▶ **TASK BRIEF**: Extract the full set of records that follows, word for word.

▶ **SUPPLIED ENTRIES**:
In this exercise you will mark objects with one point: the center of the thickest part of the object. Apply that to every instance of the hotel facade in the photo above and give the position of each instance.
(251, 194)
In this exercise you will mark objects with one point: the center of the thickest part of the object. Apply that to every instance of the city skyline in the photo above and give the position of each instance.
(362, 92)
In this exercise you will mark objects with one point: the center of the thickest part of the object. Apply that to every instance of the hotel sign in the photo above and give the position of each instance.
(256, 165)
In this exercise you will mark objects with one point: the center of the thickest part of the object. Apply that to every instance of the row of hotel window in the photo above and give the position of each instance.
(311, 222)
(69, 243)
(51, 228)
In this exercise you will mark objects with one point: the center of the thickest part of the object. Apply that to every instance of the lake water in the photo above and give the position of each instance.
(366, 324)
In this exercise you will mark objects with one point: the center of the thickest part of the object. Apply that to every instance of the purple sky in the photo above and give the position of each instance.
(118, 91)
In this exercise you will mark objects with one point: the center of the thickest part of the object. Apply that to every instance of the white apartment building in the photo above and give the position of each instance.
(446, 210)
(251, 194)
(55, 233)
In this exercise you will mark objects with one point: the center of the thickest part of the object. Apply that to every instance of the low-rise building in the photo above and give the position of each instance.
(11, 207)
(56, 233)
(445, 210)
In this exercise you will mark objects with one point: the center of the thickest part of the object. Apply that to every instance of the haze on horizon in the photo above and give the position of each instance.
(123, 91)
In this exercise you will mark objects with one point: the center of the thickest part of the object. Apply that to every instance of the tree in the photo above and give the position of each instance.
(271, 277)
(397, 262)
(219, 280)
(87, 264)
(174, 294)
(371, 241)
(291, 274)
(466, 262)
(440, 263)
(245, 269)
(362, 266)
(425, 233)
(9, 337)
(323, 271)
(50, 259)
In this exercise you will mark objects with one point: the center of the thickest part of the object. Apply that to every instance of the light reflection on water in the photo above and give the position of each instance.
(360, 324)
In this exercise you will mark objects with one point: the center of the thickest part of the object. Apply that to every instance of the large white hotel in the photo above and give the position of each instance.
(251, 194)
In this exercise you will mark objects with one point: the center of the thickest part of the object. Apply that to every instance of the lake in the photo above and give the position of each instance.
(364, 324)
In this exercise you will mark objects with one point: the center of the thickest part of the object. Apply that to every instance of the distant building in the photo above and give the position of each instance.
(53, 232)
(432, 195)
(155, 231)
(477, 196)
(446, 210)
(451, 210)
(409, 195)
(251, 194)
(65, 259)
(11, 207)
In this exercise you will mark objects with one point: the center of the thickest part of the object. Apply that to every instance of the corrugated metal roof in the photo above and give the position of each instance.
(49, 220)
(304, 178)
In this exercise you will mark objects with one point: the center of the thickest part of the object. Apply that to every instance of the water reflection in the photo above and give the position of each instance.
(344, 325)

▶ **CORRECT RESULT**:
In this exercise you will mark objects with one point: the center of the thickest part of the object. Apply that to every instance of the hotel facade in the photo above and give the position of each instance.
(251, 194)
In this exercise you will mark objects with one point: the center of the thickest part of the object. Apply that to every instance of the city skyline in the photo above and give the position of each instance.
(362, 92)
In this exercise you will mark objects with one point: the center of the thickest part of the object. Apply that to every instance of the hotel sign in the photo above and give the position of each instance.
(256, 165)
In this exercise you will mark objects with one point: the center of the thickest part of the object. Apply that to every instance of the row of hotel window in the photo above and give the position of each instance.
(311, 222)
(69, 243)
(51, 228)
In this exercise you will mark objects with one point: the center of the thickest part of the object. Apply that to every instance of the lake water in the photo above and give the position of each instance.
(366, 324)
In this exercise you will mark objects with one point: the center of the thickest part of the object. Apply that to every instance of the purple sky in the photo above and give the position of each instance.
(118, 91)
In this exercise you will mark objects with one point: the center of the thickest part of the object. Apply that to every instance of the white apartment building in the photo above and give the position of each instance.
(446, 210)
(251, 194)
(55, 233)
In this exercise you will mark objects with one point: the center of the thickest part of the object. Apply that to every instance of the low-rise building in the photo above and give the position of each instance.
(11, 207)
(56, 233)
(445, 210)
In this exercise you will mark objects with one point: the center of the thickest part of the object. Apply that to every instance of the haze on horizon in the photo above and give the position of each instance.
(123, 91)
In this exercise you will mark objects with one point: the center of the thickest part of the object. Apply that to every instance of the tree in the photo above and give the position of each instance.
(271, 277)
(397, 262)
(219, 280)
(87, 264)
(174, 294)
(371, 241)
(291, 274)
(466, 262)
(440, 263)
(245, 269)
(362, 266)
(425, 233)
(9, 337)
(323, 271)
(50, 259)
In this exercise you will mark objects with one point: the center of the thickest part of the object. Apply that to every instance of the light reflection on water in the photo above and give the position of each instance.
(360, 324)
In this exercise you will mark objects with one point: the center of the thickest part of the object. Apply that to every instance of the large white hotel in the photo above and give the position of each instance.
(251, 194)
In this exercise you will mark objects with one point: the center of the thickest part of the object. Apply that to every instance of the lake in the photo above and give the position of each instance.
(364, 324)
In this exercise you will mark objects with one point: the center of the thickest part of the object. Apply that to every instance of the distant building in the photo above and give the position of each instance.
(53, 232)
(432, 195)
(155, 231)
(477, 196)
(446, 210)
(451, 210)
(409, 195)
(251, 194)
(65, 259)
(11, 207)
In this exercise you will mark objects with one point: the center of the thickest part of the object. Apply that to every instance of the corrugated metal roof in the photo above and give the position of each instance.
(49, 220)
(304, 178)
In this exercise you will mark objects with one point: the center of the thickest part of the object. Apply that to every instance of the water reflection in the photo above and give the position of each instance.
(344, 325)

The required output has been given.